Authored by Karl Simpson
The French venture capital company Kurma Life Science Partners (KLS Partners) announced the launch of a new fund specifically targeted at financing innovation in the field of rare disease research. The fund which has raised E44m to date is the first of its kind to be specifically targeted at rare diseases. The fund will be primarily targeted at European Research institutions working in the field of rare disease research. The fund is being led by Kurma with other investors including CDC Enterprise, Idinvest Partners and New Enterprise Associates.
With rare diseases now a growing focus for most global pharmaceutical companies it is little surprise that KLS Partners have also been joined in the fund by GSK, continuing the current trend of pharma partnering with VCs to fund early stage ventures, as highlighted in our article last month. GSK has committed E17.5m to the fund to date. GSK has a well established rare disease franchise and is most notable for its partnership in Duchenne Muscular Dystrophy (DMD) with Dutch biotech Prosensa.
This is the second fund from KLS Partners and Kurma already have invested in rare disease companies, as well as having invested in other biotechs like BLiNK, an oncology monoclonal antibody platform company.

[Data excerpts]
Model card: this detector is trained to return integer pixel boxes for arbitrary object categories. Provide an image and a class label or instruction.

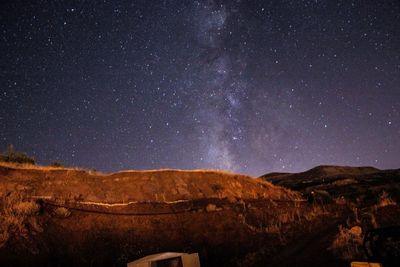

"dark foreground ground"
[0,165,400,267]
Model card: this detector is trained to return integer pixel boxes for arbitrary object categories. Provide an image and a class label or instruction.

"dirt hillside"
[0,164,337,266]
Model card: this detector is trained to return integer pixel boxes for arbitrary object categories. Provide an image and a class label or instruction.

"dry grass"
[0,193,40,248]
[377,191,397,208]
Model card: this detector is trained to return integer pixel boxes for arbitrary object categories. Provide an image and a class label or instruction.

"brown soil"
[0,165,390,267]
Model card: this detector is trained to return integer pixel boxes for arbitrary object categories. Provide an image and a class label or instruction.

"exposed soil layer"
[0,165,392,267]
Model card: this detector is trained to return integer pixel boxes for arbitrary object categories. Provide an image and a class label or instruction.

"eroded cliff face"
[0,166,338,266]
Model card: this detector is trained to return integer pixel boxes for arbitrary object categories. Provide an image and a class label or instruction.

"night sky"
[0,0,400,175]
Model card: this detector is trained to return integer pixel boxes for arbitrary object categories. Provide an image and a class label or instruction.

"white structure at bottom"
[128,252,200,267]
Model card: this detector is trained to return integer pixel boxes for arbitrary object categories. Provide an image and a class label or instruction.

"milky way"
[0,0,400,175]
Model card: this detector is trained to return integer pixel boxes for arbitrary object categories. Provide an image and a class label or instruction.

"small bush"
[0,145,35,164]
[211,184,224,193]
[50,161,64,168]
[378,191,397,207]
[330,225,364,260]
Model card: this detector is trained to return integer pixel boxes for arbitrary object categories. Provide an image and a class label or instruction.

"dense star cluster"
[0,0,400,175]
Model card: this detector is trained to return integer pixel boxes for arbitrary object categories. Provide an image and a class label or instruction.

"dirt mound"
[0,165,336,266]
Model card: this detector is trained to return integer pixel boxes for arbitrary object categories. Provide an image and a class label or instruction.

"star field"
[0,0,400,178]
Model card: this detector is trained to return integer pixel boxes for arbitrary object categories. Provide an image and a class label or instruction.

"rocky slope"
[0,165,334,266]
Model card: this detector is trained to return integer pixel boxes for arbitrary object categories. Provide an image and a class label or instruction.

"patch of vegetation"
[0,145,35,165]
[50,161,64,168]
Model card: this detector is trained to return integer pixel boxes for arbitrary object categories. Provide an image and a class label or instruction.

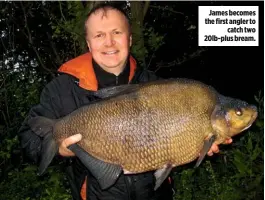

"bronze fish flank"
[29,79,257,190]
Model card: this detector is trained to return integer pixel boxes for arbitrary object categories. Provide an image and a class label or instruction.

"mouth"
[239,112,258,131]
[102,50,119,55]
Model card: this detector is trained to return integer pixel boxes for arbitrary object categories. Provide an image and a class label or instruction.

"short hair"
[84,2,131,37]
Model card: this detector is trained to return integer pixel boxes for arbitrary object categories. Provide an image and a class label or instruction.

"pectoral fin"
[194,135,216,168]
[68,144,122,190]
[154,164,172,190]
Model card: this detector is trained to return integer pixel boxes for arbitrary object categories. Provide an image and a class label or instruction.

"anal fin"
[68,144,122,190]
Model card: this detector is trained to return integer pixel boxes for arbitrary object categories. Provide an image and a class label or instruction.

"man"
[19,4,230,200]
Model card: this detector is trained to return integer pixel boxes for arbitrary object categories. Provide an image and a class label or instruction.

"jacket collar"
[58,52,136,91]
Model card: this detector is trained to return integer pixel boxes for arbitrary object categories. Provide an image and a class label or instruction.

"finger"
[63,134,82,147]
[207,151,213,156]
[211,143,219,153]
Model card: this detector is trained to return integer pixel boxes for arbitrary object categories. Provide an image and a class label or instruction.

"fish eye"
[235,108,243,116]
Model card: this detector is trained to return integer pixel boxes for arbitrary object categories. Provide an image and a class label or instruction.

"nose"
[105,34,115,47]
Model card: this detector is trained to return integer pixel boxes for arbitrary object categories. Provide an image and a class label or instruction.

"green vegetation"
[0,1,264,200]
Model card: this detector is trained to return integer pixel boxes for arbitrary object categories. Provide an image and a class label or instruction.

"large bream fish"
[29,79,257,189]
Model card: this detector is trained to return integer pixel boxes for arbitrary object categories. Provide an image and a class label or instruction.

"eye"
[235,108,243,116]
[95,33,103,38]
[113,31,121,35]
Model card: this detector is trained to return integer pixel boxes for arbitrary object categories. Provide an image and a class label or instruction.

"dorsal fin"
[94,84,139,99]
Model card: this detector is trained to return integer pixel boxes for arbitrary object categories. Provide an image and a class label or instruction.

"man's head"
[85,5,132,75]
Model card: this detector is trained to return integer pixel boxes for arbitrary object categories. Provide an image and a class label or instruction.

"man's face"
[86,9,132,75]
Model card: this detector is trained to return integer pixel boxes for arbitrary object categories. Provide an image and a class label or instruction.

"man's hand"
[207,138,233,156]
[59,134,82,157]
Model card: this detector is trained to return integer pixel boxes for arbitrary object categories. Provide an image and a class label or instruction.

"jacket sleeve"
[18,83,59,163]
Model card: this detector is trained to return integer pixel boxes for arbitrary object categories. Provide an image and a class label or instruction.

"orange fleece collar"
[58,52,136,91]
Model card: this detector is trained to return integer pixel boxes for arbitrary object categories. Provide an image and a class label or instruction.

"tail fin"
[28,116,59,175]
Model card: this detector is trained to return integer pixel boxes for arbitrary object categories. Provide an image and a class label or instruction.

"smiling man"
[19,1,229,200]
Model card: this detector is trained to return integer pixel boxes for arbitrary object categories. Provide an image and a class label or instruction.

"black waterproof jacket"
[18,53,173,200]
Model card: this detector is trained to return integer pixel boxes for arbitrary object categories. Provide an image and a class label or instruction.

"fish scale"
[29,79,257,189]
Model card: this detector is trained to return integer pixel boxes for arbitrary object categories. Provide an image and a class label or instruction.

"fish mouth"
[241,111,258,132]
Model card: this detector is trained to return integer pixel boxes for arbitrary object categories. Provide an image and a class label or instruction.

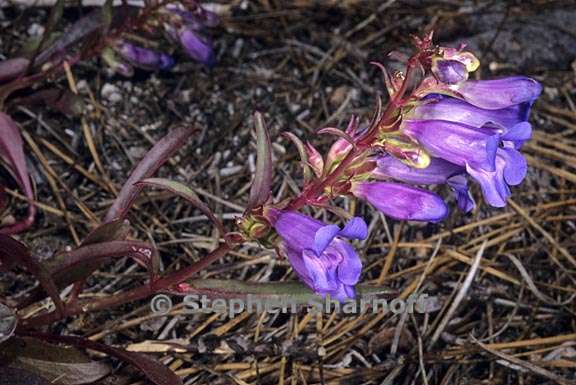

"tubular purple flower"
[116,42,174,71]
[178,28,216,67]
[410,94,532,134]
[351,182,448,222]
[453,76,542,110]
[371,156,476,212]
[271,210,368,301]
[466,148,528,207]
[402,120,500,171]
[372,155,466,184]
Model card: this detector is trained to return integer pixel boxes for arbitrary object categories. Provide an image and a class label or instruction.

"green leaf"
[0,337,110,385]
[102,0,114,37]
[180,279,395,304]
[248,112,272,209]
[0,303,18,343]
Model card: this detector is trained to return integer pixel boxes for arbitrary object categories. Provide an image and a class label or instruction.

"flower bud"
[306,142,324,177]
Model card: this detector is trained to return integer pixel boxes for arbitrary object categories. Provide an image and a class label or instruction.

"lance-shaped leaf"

What you will do
A - Decide whether each statement agrees with the article on the rare disease fund, answering yes or no and quoting the words of the article that decide it: (i) the fund has raised E44m to date; (ii) GSK has committed E44m to the fund; (iii) this is the first fund from KLS Partners.
B - Write the next part of the article on the rare disease fund, starting after its final sentence.
The data excerpts play no part in this work.

Answers in order
A -
(i) Yes: "The fund which has raised E44m to date"
(ii) No: "GSK has committed E17.5m to the fund to date."
(iii) No: "This is the second fund from KLS Partners"

B -
This deal comes shortly after GSK signed another deal with Avalon Ventures to fund a number of new start-ups over the next three years, a deal which could see GSK provide further capital to support later stage clinical trials of interesting assets, potentially raising the commitment to $495m. The trend of big pharma partnering with VCs is part of a wider change in the investing environment, as pharma companies look to get involved earlier in exciting research and development stage products, either through corporate venturing or collaborations of this type. These close ties with VCs enable pharma to externalise their R&D interests while ensuring close stewardship of the companies.
The announcement by KLS Partners is further evidence that the significant unmet medical needs represented by the rare disease markets offer good opportunities for investors and for pharma companies alike.